## MATERIAL TO PROCESS
--------------------
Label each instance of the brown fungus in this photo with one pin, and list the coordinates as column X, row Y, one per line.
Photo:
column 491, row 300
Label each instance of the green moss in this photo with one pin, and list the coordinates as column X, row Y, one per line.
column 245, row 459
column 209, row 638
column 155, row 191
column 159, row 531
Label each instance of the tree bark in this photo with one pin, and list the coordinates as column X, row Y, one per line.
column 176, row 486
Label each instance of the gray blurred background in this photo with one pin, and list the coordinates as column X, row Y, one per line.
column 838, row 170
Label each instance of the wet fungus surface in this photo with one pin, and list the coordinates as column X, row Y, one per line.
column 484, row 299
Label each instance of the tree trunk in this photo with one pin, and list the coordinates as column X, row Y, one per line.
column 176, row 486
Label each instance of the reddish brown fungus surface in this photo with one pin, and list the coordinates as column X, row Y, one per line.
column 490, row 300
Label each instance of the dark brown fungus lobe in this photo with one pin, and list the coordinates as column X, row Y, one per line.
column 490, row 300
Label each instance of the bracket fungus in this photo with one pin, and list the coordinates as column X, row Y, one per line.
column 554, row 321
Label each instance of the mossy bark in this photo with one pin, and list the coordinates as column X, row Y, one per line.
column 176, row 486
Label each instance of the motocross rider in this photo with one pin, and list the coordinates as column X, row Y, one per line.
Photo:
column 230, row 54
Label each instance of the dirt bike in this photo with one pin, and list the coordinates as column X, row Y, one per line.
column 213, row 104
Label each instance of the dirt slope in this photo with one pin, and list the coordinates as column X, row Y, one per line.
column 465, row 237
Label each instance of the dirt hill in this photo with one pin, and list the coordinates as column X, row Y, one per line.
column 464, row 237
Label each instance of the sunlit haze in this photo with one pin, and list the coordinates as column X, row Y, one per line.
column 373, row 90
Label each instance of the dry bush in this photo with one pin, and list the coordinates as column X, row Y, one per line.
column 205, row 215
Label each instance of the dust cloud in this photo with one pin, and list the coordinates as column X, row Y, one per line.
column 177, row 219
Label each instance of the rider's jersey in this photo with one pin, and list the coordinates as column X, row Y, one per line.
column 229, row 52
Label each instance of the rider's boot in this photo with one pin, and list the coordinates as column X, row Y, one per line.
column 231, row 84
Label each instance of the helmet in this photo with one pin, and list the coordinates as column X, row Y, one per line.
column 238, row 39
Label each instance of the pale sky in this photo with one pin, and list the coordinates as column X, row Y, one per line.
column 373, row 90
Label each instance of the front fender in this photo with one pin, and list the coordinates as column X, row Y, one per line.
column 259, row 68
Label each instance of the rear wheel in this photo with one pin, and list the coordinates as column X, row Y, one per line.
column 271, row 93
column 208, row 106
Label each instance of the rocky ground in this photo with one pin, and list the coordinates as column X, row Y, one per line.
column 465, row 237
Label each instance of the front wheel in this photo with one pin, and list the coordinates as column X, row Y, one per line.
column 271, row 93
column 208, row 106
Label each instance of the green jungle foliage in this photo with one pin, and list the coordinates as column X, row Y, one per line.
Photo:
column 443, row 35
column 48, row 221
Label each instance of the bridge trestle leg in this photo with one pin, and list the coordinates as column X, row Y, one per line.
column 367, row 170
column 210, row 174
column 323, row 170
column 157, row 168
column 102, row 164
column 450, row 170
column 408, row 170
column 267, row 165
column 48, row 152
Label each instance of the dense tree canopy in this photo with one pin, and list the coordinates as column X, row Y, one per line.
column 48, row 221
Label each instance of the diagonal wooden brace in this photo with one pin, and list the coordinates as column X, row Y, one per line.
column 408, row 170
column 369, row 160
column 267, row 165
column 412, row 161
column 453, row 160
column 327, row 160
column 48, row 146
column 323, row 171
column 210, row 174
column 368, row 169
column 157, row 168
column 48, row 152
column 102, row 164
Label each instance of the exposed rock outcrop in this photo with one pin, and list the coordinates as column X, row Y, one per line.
--------------------
## SET EXERCISE
Please reproduce the material from its first line through the line containing "column 838, row 170", and only those lines, renaming "green moss" to "moss patch" while keeping everything else unchanged.

## WRITTEN ANSWER
Label each instance of the brown fungus in this photo with one pin, and list the coordinates as column X, row Y, one per line.
Photo:
column 491, row 300
Label each instance of the moss patch in this photo with one pin, and list the coordinates as column X, row Y, one per line.
column 245, row 459
column 209, row 638
column 155, row 191
column 159, row 531
Label each instance of the tree bark in this photo with one pin, and list the coordinates as column X, row Y, one per line.
column 176, row 486
Label each instance of the gray blurred background in this photo with one pin, and list the coordinates as column X, row Y, one per line.
column 838, row 170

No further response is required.